- ACTIVITY -
Repeat the records exactly as given. Do not include the pictures.

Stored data
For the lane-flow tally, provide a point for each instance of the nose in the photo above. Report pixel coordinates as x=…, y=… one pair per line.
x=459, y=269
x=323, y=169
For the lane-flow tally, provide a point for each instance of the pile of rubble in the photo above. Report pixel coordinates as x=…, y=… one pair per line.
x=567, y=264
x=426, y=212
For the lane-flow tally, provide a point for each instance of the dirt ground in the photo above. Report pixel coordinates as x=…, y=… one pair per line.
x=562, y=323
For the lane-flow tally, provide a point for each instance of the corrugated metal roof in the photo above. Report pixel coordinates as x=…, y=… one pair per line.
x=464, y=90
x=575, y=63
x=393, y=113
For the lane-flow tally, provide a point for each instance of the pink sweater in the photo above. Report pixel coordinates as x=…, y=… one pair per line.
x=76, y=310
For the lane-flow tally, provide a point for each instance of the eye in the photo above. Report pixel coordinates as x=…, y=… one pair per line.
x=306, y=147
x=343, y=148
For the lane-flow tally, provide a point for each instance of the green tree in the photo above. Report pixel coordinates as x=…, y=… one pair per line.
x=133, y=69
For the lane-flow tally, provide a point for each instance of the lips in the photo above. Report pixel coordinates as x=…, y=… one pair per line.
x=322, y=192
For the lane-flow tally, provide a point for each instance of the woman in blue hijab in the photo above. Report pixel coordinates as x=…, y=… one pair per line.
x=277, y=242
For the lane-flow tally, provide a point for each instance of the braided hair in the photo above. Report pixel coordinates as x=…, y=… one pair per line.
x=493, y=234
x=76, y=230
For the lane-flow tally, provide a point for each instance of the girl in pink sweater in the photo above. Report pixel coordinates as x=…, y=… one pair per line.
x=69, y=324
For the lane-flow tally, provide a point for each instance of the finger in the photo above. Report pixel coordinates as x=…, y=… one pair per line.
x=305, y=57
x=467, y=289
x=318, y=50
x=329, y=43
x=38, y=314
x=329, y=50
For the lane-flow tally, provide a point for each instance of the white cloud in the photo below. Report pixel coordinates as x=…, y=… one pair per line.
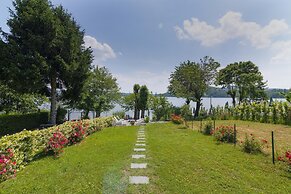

- WRITTEN RESPONSE -
For the lane-flow tally, provide a point for each instance of the nose in the photo above. Report pixel coordinates as x=…, y=… one pair per line.
x=459, y=269
x=323, y=169
For the lane-flow tally, provide a point for each instance of the pile of rubble in the photo above. Report pixel coordinates as x=…, y=… one pair per line.
x=567, y=264
x=426, y=212
For the lane-flow tally, provide a point for each instance of the dirt ground in the photo above. Report pixel coordinates as x=…, y=… one pair per line.
x=562, y=323
For the lane-flow tally, provide a point for each instance of the corrugated metal roof in the photo above. Report pixel coordinates as x=…, y=… one pair per line.
x=464, y=90
x=575, y=63
x=393, y=113
For the lane-flow tally, provide a point for each instance of the pink sweater in the photo above. Report pixel coordinates as x=…, y=… one pair per line.
x=76, y=310
For the lane-flow tally, provide a point for each instance of the eye in the photo above. Report pixel coordinates as x=…, y=… one pair per line.
x=306, y=147
x=343, y=148
For the lane-flow tally, provide a point for each instance of the green tree in the photo above. Report pixel coordinates as x=…, y=… one pair per line.
x=133, y=69
For the lane-flow tally, provide a point for each instance of the lips in the photo above. Report pixel coordinates as x=…, y=… one pair per line.
x=322, y=192
For the lane-flow tally, provide a point for each instance of the woman in blue hijab in the photo above. Report pixel coordinates as x=…, y=… one pair per line.
x=277, y=242
For the lane-flow tally, provide a point for each instance of the braided hair in the photo above. Report pixel coordinates as x=…, y=… one pair per line.
x=493, y=234
x=76, y=230
For the lane-flow tally, provide a point for each instance of the girl in pink sweater in the photo above. Report pixel coordinates as x=…, y=… one pair per line.
x=69, y=324
For the lane-flow tally, provide a point for each instance of the finger in the photo above. Report pixel coordinates as x=…, y=… one pair per line.
x=305, y=57
x=467, y=289
x=318, y=50
x=329, y=43
x=38, y=314
x=329, y=50
For the lane-flow tally, provide a point for each instance of the white cloud in the photo below. Report pixel coordinates as x=…, y=… one pair per line.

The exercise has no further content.